### Stated exercise
Recast the listing below as a two-column CSV with the headers "prompt" and "coordinates". Give one row to each instruction together with the coordinates that answer it, put each value in a single quoted field with line breaks replaced by spaces, and omit the pictures.

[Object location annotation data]
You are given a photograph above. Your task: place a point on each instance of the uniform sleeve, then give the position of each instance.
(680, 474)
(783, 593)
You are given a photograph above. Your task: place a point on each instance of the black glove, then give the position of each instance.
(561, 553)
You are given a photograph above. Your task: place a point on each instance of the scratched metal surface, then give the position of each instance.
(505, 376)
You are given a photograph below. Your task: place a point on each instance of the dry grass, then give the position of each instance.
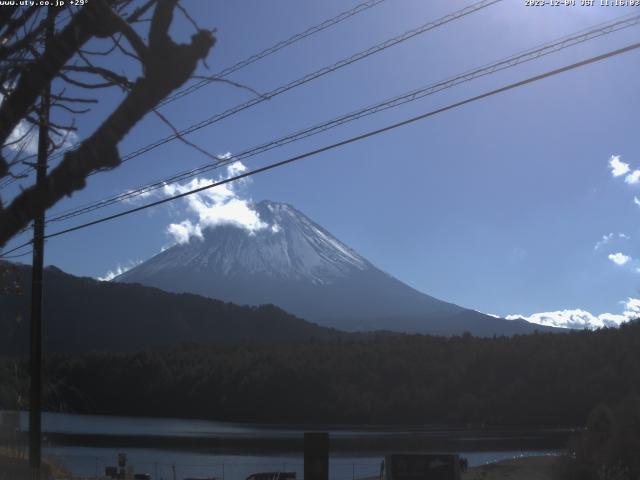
(524, 468)
(14, 467)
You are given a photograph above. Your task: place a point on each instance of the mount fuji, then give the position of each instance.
(299, 266)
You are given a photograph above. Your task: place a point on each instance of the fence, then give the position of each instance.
(92, 467)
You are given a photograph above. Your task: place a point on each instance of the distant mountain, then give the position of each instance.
(298, 265)
(83, 314)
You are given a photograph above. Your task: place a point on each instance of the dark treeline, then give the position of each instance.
(532, 380)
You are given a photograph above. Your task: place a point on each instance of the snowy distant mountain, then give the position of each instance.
(296, 264)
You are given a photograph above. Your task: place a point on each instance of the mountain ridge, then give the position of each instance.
(298, 265)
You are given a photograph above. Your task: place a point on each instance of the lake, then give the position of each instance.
(85, 444)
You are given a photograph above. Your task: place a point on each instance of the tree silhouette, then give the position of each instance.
(28, 67)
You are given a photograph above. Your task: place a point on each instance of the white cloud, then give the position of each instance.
(618, 167)
(608, 237)
(119, 270)
(633, 178)
(619, 258)
(21, 139)
(581, 319)
(605, 239)
(220, 205)
(183, 232)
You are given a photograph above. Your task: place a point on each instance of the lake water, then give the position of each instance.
(85, 460)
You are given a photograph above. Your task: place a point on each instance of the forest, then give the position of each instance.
(539, 379)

### Response for this exercise
prompt,coordinates
"You are given a photograph above. Your task: place a point on each instance of the uniform sleeve, then give the position of each instance.","(680, 474) (783, 593)"
"You are given a photograph above. Your task: place a point on each instance of the black glove, then give the position of each instance.","(561, 553)"
"You are given a photograph above. Your task: place a point on each instance of the scratched metal surface, then give the position of each instance.","(505, 376)"
"You are given a photograph below. Your task: place a point on each instance of the dry grass, then give the position of each instance.","(524, 468) (14, 467)"
"You are given a photograph above. Your task: place a point on each instance of the mount fuji, then give the position of each instance.","(299, 266)"
"You are given a photograph above. Your task: place a point on each instance of the fence, then give the position of each instance.","(92, 467)"
"You are given a photograph above. Your task: place a point on each instance of the distant mountain, then give the position of each instance.","(298, 265) (83, 314)"
"You are given a photograph above. Your task: place a point on each instance of the dark treeline, then give the position of each instance.","(532, 380)"
"You are given a photograph above. Your task: place a point on each instance of the snowy distant mountain, then give the position of each instance.","(296, 264)"
"You are given a photograph above. Your task: place a point on each instance of the mountain ridge, then give the position of each instance.","(298, 265)"
"You are given a photograph above. Your task: place a point on each instance of the lake, then give the position of each instance.","(85, 444)"
"You are given a photograph above. Your task: place a point on each instance of the tree silhouette, then give the position of each instance.","(28, 67)"
"You are given a photograph above. Your task: place a point on each instance of the white cloud, then give the position of each instance.","(618, 167) (608, 237) (119, 270) (633, 178) (619, 258) (21, 139) (581, 319) (605, 239) (220, 205) (183, 232)"
"You are given a photograph above. Your task: place a point on each instance of the lake water, then give the position of each instance.","(85, 460)"
"You are given a photograph above. Your task: place a point on each instance of the forest, then give the position of each instance.","(539, 379)"